***** TEXT TO READ
But the third gorilla, a male named Harambe, did not budge. Instead, he stayed close to the child, holding onto him, looking up as onlookers screamed, and dragging the child sporadically around the enclosure's moat. The zoo's emergency response team then made what it called a "difficult decision" in the heat of a "life-threatening situation": they shot and killed Harambe.

It didn't take long for the controversy over that decision to set the internet ablaze. From presidential candidates to pop stars, everyone with a social media account seems to have an opinion on Harambe's death and the actions of the mother, child and zookeepers.

Some expressed sympathy with the mom, knowing how quickly a toddler can escape from sight and get into trouble, while others put the blame squarely on the child's parents.

Cincinnati police said Tuesday they are investigating "the actions of the parents/family that led up to the incident." CBS News has learned the child's mother has even received death threats in the days since the gorilla's death.

Comedian Ricky Gervais and actor D.L. Hughley were among those pointing fingers.

On Facebook, Democratic strategist Lis Smith called for harsher penalties for "delinquent" parents and, more broadly, for society to "have a reckoning about how we treat our closest relatives":

A petition on Change.org with more than 380,000 supporters proclaims, "We the undersigned actively encourage an investigation of the child's home environment in the interests of protecting the child and his siblings from further incidents of parental negligence that may result in serious bodily harm or even death."
**********
***** SUPPLIED INFORMATION
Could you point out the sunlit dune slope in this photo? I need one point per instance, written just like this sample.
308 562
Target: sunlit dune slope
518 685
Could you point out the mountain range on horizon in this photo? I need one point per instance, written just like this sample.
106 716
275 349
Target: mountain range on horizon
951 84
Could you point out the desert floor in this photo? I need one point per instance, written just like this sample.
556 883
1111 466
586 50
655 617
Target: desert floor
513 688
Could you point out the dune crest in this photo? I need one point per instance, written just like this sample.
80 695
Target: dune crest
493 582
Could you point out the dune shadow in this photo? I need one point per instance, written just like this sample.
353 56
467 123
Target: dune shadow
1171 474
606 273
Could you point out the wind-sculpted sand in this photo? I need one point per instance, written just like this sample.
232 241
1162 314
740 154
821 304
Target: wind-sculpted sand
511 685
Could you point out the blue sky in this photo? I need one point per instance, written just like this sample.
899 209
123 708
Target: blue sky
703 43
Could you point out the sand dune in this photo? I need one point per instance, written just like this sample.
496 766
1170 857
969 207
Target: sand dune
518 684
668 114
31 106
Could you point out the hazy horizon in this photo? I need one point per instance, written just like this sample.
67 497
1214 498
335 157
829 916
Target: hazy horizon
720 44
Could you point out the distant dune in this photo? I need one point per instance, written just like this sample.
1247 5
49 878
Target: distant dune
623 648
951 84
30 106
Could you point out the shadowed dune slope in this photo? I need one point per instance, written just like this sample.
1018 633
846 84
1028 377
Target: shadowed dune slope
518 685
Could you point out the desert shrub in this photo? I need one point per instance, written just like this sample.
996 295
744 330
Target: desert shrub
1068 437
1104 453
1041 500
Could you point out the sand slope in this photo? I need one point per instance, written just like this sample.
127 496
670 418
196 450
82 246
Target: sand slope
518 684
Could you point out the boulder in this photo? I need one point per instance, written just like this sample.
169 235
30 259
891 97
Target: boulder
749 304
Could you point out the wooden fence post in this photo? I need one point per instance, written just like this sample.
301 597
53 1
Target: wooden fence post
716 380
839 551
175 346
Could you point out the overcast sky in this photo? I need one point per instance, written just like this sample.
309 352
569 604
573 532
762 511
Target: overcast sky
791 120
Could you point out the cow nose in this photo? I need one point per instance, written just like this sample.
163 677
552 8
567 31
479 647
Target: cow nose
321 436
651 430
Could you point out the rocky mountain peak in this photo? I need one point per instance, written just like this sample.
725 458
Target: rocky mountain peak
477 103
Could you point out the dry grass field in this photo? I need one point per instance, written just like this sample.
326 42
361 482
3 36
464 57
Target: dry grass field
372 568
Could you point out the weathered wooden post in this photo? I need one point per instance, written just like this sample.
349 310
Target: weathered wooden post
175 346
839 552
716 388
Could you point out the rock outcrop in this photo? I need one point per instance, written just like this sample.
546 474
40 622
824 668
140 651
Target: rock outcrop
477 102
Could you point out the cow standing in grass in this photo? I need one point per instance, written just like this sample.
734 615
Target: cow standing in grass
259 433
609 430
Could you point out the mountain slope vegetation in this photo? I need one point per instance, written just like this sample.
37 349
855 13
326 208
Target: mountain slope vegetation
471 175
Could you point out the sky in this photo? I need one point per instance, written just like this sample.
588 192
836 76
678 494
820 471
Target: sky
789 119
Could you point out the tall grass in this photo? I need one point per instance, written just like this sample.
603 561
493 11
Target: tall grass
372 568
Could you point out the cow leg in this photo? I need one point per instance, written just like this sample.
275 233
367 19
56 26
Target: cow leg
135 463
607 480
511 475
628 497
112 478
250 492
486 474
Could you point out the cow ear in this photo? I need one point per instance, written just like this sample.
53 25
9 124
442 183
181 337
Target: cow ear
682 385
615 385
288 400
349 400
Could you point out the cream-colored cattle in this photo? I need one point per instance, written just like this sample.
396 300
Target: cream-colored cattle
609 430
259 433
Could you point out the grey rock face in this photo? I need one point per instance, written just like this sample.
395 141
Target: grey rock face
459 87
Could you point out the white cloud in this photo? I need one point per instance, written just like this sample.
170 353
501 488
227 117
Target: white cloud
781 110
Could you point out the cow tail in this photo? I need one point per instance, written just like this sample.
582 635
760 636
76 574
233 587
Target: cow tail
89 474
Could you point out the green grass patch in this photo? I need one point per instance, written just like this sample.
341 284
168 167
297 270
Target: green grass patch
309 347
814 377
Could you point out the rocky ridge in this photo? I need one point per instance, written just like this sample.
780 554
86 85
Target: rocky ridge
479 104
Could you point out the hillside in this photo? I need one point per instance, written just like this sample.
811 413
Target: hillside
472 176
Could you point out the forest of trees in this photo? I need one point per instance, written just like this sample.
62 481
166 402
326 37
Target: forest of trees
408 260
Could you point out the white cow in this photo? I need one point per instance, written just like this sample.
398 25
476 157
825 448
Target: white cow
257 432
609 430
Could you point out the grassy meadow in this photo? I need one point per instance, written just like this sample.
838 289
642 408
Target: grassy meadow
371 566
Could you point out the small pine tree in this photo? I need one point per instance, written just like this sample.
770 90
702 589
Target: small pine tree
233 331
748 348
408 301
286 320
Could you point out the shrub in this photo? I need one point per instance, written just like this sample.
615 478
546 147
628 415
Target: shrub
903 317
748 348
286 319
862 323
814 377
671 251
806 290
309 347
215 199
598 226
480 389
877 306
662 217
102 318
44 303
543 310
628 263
**********
[WHAT YOU ARE ASKED TO DO] Please repeat the passage about Harambe's death word for word, beginning with the words "But the third" and stopping after the words "child and zookeepers.".

[SOLUTION]
But the third gorilla, a male named Harambe, did not budge. Instead, he stayed close to the child, holding onto him, looking up as onlookers screamed, and dragging the child sporadically around the enclosure's moat. The zoo's emergency response team then made what it called a "difficult decision" in the heat of a "life-threatening situation": they shot and killed Harambe.

It didn't take long for the controversy over that decision to set the internet ablaze. From presidential candidates to pop stars, everyone with a social media account seems to have an opinion on Harambe's death and the actions of the mother, child and zookeepers.